■ Instructions for the task
Copy the rows below verbatim, from the line containing "target: grassy mountain ridge" through the line containing "53), (234, 45)]", including both of those lines.

■ Supplied data
━━━━━━━━━━━━━━━━━━━━

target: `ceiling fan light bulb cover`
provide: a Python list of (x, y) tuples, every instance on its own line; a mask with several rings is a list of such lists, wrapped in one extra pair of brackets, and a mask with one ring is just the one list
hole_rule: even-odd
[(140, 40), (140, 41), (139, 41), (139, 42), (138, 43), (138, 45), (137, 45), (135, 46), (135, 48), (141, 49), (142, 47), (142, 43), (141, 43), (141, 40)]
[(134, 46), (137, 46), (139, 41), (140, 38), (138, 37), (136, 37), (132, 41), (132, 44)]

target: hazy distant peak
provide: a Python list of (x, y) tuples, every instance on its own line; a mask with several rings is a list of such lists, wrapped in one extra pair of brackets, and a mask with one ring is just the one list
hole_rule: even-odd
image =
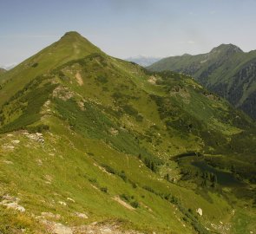
[(144, 56), (144, 55), (137, 55), (134, 57), (128, 57), (125, 59), (126, 61), (134, 62), (142, 67), (148, 67), (151, 64), (160, 61), (161, 58), (160, 57), (150, 57), (150, 56)]
[(216, 52), (243, 52), (238, 46), (233, 44), (220, 44), (218, 47), (213, 48), (210, 53), (216, 53)]

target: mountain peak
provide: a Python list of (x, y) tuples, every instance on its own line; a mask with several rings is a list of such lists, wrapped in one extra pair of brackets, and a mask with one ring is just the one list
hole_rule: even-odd
[(69, 32), (66, 32), (62, 36), (62, 38), (63, 37), (82, 37), (82, 36), (76, 32), (76, 31), (69, 31)]

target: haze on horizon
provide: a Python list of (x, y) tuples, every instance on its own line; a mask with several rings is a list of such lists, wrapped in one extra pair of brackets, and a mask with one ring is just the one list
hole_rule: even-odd
[(206, 53), (221, 43), (256, 49), (255, 0), (0, 1), (0, 67), (78, 31), (110, 55)]

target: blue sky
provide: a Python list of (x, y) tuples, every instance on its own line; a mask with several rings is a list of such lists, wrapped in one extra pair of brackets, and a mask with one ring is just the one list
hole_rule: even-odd
[(21, 62), (66, 31), (126, 58), (256, 49), (256, 0), (0, 0), (0, 65)]

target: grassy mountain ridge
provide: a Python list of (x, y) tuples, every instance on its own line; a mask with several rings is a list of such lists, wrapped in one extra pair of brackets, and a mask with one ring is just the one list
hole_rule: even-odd
[(222, 44), (207, 54), (165, 58), (148, 68), (192, 75), (255, 119), (255, 51), (245, 53), (234, 45)]
[[(60, 42), (69, 49), (80, 36), (68, 36)], [(88, 42), (81, 46), (88, 49)], [(57, 65), (23, 79), (3, 101), (0, 231), (49, 233), (56, 224), (68, 233), (253, 230), (254, 179), (246, 173), (255, 163), (251, 119), (187, 75), (149, 73), (92, 49), (81, 57), (68, 54), (72, 59), (65, 62), (56, 51)], [(44, 50), (37, 55), (46, 60)], [(213, 174), (197, 171), (191, 160), (233, 170), (243, 184), (212, 181)], [(247, 198), (240, 196), (245, 191)], [(5, 209), (10, 197), (25, 212)]]

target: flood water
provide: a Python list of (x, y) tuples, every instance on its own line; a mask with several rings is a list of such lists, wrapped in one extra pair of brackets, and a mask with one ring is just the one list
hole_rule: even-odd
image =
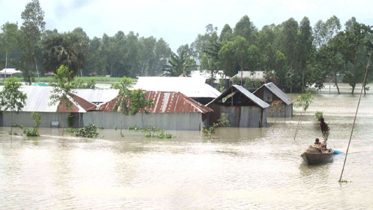
[[(211, 139), (113, 129), (89, 139), (43, 128), (27, 138), (0, 128), (0, 209), (372, 209), (373, 95), (361, 99), (342, 177), (350, 182), (341, 183), (358, 97), (314, 96), (295, 140), (299, 111), (264, 128), (219, 128)], [(330, 127), (328, 146), (345, 153), (307, 166), (300, 155), (321, 138), (316, 111)]]

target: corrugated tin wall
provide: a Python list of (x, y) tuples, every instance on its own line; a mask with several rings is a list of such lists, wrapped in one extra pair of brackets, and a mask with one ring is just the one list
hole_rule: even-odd
[[(124, 116), (121, 112), (108, 111), (88, 112), (83, 115), (84, 125), (91, 123), (96, 126), (101, 126), (105, 129), (113, 129), (115, 125), (122, 127), (137, 125), (142, 127), (142, 115), (145, 126), (154, 126), (164, 130), (199, 130), (202, 126), (208, 125), (208, 120), (202, 121), (201, 113), (138, 113), (133, 116)], [(207, 119), (209, 118), (208, 116)]]
[(271, 116), (270, 113), (271, 108), (267, 108), (266, 111), (266, 116), (268, 117), (291, 117), (293, 116), (293, 104), (289, 105), (286, 105), (285, 103), (281, 104), (281, 107), (278, 108), (278, 110), (281, 109), (283, 109), (283, 111), (279, 112), (278, 111), (275, 111), (273, 113), (273, 116)]
[[(13, 124), (18, 125), (23, 125), (28, 127), (33, 127), (35, 124), (32, 119), (30, 118), (32, 112), (21, 112), (18, 114), (15, 112), (13, 114)], [(52, 121), (58, 121), (60, 127), (62, 127), (62, 120), (64, 120), (63, 126), (67, 127), (68, 116), (70, 114), (67, 112), (38, 112), (41, 115), (41, 123), (39, 127), (50, 127)], [(10, 112), (5, 112), (3, 114), (3, 125), (4, 126), (10, 126), (12, 123), (12, 113)]]

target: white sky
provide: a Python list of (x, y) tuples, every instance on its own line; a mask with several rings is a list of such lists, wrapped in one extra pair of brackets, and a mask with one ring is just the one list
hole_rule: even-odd
[[(21, 13), (31, 0), (0, 0), (0, 25), (7, 21), (22, 24)], [(305, 16), (312, 26), (333, 15), (345, 22), (352, 16), (373, 25), (371, 0), (39, 0), (45, 13), (47, 29), (59, 32), (81, 27), (90, 38), (112, 36), (119, 31), (132, 31), (140, 37), (161, 37), (176, 51), (190, 44), (209, 24), (218, 27), (226, 24), (232, 28), (245, 15), (259, 30), (292, 17)]]

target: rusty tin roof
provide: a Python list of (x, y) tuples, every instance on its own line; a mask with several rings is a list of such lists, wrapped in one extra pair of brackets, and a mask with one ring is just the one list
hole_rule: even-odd
[[(150, 113), (200, 112), (213, 111), (185, 95), (176, 92), (147, 91), (146, 99), (153, 101), (153, 106), (147, 110)], [(116, 98), (89, 111), (113, 111)]]

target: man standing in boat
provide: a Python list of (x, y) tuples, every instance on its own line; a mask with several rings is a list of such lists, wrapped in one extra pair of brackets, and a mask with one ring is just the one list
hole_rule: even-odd
[(321, 127), (321, 132), (323, 133), (323, 144), (326, 147), (326, 141), (327, 141), (327, 138), (329, 136), (330, 129), (327, 124), (324, 121), (324, 118), (320, 118), (320, 127)]

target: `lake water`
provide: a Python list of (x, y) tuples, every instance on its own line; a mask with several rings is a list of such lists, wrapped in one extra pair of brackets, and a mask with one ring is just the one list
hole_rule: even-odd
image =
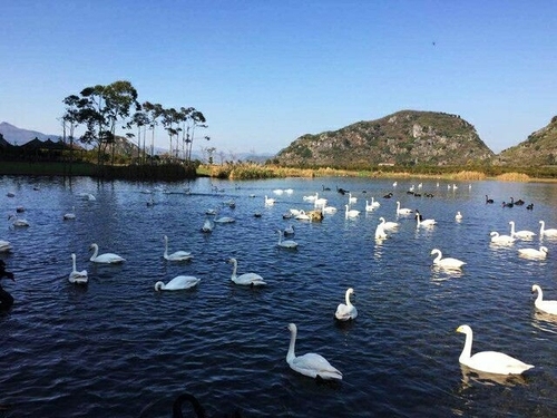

━━━━━━━━━━━━━━━━━━━━

■ Finished answer
target: grassy mountain ridge
provide: a Python list of (x, y) tuples, every instance on its own line; a mask with several rings is a list of such lists, wrapped in one extra pair of brackets, and a mask with one ring is just the one list
hole_rule: even-odd
[(222, 44), (207, 54), (165, 58), (148, 68), (192, 75), (255, 119), (255, 51), (245, 53), (234, 45)]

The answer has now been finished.